# [GIVEN DATA]
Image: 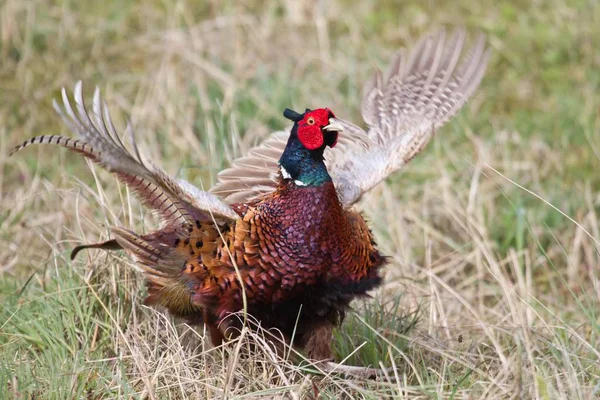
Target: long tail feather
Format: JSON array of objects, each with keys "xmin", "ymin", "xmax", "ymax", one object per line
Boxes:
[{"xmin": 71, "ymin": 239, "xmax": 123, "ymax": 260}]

# [WHAT THE TASK ASKS]
Copy the rows above word for word, leaving out the pictures.

# [WRITTEN RESPONSE]
Image: 
Target: long tail feather
Format: JSON array of objects, each with keys "xmin", "ymin", "xmax", "ymax", one object per line
Boxes:
[{"xmin": 71, "ymin": 239, "xmax": 123, "ymax": 260}]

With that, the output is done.